>>>>>

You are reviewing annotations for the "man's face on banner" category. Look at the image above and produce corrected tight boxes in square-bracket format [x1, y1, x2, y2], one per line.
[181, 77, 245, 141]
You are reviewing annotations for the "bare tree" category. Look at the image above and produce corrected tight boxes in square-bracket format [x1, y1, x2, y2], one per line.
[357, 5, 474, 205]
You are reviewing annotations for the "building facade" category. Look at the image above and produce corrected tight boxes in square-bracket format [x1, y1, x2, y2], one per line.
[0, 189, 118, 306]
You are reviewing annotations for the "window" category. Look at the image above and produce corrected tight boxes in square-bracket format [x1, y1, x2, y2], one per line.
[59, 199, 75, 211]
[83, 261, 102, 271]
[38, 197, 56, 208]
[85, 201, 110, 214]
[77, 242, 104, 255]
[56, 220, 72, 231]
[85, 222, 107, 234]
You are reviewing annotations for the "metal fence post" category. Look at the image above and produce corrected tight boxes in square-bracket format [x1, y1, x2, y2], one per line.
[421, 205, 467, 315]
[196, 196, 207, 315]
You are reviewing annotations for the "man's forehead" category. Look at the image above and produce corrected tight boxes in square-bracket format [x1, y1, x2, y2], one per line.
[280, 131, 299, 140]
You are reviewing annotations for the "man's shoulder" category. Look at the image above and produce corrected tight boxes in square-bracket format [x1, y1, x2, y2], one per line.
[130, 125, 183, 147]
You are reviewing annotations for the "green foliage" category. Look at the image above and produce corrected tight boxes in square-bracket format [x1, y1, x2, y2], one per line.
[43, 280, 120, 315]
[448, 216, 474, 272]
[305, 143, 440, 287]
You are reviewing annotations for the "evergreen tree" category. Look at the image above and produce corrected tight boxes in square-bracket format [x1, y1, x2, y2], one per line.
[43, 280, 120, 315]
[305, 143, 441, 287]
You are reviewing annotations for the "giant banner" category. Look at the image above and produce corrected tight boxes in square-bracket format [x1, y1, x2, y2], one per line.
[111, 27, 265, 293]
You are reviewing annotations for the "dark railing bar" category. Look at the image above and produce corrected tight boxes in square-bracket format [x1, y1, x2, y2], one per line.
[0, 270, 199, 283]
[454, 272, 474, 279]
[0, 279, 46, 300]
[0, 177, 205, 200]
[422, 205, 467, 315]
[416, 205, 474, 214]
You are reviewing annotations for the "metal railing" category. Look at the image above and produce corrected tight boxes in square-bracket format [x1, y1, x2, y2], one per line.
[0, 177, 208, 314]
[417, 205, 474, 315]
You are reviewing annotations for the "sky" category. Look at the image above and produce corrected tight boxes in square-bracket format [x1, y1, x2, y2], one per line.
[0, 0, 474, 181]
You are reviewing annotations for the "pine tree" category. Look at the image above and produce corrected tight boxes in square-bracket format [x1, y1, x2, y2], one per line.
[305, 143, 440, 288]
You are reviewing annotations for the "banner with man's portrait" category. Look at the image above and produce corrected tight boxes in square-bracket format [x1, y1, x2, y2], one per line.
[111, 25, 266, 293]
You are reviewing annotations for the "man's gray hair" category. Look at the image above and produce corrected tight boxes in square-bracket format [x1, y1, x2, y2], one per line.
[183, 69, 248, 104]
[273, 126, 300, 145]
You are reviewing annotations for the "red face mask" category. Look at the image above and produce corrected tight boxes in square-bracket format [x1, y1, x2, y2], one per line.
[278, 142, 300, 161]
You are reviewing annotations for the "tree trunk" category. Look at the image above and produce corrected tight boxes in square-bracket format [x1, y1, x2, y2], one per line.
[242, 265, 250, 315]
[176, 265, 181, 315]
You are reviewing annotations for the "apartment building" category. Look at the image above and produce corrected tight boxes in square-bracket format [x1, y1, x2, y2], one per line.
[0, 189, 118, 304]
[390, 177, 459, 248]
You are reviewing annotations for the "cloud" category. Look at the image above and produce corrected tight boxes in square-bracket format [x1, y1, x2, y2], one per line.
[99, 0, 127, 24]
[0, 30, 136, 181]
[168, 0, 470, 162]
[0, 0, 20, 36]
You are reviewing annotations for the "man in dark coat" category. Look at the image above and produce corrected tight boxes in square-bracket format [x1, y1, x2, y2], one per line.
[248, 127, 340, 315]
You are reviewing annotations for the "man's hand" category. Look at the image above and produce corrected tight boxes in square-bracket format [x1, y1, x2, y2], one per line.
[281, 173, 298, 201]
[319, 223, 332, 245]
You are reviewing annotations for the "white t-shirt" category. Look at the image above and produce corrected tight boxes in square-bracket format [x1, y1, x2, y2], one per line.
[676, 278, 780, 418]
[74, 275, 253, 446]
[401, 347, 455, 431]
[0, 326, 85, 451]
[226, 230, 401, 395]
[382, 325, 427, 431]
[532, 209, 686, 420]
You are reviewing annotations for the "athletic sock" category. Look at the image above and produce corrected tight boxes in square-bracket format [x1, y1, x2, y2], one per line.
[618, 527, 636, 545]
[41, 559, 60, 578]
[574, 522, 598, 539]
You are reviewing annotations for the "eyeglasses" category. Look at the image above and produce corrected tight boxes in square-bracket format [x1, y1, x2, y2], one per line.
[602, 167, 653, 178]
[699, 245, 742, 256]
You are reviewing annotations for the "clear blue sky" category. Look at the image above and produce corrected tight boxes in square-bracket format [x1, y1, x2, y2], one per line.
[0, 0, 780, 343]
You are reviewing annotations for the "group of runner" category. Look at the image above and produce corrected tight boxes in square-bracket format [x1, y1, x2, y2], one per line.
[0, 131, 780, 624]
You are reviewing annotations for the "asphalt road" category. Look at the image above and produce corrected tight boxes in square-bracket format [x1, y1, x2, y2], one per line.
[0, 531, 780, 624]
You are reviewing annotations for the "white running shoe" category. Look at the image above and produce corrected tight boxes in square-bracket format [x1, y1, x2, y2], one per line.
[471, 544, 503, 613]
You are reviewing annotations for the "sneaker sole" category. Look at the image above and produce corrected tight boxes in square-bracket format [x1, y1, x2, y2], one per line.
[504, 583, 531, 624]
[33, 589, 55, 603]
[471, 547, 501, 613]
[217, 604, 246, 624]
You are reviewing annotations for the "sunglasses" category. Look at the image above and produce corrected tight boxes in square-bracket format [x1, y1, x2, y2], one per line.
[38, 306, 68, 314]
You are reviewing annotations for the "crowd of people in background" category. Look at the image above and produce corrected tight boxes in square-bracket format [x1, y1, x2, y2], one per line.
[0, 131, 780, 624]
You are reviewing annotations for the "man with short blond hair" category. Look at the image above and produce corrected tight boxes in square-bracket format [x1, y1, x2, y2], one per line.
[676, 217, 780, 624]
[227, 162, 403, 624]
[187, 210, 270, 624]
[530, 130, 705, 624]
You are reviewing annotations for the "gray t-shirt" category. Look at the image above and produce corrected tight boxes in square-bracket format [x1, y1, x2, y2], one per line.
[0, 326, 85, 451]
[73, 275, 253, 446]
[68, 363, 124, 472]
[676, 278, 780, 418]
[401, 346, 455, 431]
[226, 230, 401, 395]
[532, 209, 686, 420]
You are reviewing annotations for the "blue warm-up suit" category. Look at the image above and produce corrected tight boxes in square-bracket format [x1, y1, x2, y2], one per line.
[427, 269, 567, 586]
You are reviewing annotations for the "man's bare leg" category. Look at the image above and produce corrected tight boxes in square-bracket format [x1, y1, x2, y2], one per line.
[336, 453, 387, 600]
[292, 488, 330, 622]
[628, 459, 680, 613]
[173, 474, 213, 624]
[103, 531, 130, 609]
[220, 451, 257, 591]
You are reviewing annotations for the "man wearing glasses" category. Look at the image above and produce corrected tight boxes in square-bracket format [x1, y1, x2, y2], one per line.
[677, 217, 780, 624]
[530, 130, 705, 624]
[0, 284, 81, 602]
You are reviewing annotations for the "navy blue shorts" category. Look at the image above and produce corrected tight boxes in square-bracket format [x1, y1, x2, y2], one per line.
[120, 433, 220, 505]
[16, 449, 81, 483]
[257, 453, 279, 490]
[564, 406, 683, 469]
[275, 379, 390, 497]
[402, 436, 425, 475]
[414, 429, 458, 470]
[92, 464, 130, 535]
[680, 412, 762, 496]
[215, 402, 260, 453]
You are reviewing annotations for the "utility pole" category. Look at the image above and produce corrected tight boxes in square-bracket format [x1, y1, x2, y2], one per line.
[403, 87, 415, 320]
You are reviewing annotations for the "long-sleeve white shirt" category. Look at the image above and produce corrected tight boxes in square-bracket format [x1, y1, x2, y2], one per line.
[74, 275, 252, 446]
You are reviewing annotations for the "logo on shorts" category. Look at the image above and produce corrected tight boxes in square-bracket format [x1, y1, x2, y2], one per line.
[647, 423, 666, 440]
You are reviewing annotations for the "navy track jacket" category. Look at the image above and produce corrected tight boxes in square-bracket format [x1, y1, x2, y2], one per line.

<<<<<

To be done>
Pull out every line in the items above that contains the string "shorts". Case counts.

The solution>
You are reviewing annotations for the "navy blue shorts" category. Look at the image above and produce corrected tight boxes in square-bracket format [x1, y1, x2, y2], one per line.
You are reviewing annotations for the "logo on shorts" category. Look at the image above and produce corrected tight boxes in square-bracket format [x1, y1, x2, y2], one per line.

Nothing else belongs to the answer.